[Collection entries]

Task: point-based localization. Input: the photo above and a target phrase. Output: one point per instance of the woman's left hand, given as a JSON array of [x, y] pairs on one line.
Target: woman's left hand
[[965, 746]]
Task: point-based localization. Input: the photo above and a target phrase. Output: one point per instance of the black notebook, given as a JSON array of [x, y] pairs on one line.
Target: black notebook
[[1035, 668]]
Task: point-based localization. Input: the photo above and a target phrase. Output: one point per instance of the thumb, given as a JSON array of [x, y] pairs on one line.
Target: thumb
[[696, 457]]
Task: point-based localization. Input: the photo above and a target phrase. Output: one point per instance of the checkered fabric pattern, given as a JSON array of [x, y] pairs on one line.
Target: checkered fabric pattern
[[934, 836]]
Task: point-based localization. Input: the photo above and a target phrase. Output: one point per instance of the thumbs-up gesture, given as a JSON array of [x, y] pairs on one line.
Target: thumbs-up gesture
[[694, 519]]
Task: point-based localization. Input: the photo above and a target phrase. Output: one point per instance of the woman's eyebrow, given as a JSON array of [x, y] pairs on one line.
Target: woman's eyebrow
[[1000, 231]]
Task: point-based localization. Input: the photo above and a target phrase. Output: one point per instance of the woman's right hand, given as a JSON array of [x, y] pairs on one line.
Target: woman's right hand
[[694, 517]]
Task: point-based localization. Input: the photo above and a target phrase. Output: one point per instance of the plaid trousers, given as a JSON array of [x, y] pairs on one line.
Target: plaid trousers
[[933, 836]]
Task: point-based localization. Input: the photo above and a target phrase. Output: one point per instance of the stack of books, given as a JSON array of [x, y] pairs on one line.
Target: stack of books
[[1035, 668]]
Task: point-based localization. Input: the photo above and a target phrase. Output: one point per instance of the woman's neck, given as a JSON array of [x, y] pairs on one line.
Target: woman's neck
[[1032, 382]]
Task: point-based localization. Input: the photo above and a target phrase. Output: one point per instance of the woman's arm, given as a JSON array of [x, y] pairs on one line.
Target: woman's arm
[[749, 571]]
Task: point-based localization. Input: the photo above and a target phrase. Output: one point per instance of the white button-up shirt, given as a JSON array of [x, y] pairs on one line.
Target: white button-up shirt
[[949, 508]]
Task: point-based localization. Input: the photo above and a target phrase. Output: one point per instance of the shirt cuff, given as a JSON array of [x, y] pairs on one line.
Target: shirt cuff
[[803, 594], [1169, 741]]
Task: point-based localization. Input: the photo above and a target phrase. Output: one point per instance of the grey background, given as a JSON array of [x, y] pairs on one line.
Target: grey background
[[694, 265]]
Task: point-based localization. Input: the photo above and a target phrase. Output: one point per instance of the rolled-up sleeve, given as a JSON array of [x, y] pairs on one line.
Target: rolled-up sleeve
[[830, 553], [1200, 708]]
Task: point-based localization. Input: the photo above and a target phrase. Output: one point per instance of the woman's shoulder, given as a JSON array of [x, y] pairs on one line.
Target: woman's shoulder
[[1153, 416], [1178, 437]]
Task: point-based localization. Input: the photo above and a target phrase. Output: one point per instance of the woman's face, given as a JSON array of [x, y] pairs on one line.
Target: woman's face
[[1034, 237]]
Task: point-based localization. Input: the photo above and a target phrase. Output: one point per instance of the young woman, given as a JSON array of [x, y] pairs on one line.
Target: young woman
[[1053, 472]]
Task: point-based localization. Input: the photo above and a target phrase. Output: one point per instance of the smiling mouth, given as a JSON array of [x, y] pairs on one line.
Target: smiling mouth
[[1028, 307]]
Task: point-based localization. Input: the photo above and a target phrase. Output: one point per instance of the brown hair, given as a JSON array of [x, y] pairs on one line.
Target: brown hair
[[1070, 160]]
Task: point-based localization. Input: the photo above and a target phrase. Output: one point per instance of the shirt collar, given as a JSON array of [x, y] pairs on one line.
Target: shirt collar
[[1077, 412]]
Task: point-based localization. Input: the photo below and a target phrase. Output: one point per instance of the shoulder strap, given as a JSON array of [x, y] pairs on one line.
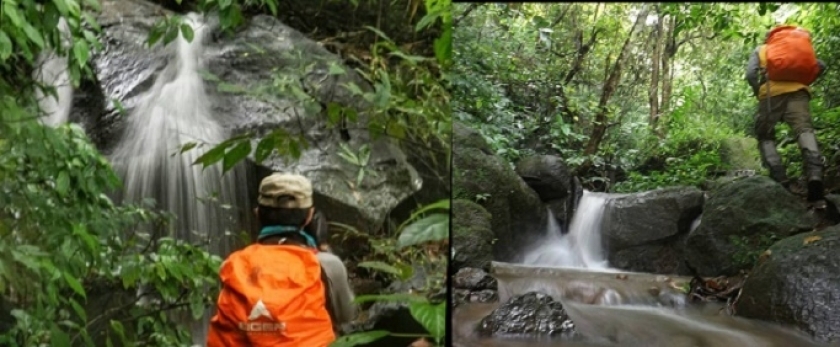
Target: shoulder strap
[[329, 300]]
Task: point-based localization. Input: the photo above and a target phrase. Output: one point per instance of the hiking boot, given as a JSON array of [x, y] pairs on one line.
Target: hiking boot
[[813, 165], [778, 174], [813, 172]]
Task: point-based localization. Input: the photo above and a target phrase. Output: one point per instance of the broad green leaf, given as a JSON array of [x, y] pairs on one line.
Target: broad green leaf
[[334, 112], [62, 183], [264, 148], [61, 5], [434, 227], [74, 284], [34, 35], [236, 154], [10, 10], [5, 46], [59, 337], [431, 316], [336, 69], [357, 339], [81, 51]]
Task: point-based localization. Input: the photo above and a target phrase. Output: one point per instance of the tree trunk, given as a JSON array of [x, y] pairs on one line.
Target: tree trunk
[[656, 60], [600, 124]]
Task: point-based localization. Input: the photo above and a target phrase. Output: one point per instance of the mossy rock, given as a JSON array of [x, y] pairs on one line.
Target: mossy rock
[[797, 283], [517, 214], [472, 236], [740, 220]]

# YOUR OBJECTIVE:
Copy exactly the stretch of data above from the line with "Target: checkered fabric pattern" through the line with "of the plaid", and omit all other lines.

# SOLUTION FOR THIS EXERCISE:
Target: checkered fabric pattern
[[934, 836]]
Task: point-based localization. Input: the photo above and a target phrase. Output: one point per instance of the thumbs-up gesture, given as a JSON array of [x, y] pairs on one line.
Target: thumbs-up gesture
[[694, 519]]
Task: point-based localization. Input: the photo above and a target phrase. Output: one point per instance of the woman's eyebrow, given as a JSON array of [x, y] pairs on one line.
Target: woman's eyebrow
[[1000, 231]]
Task: point-based localization. Input: the photo above and a target phrase. Output: one point per instance of the woman's right hand, given as a JSON array of [x, y] pairs on one line.
Target: woman's right hand
[[694, 517]]
Task: point-based localization. Input: the photo above and a target phrase. Output: one point per instance of the plaid trousers, given as a JSON array of [x, y] pairs on one line.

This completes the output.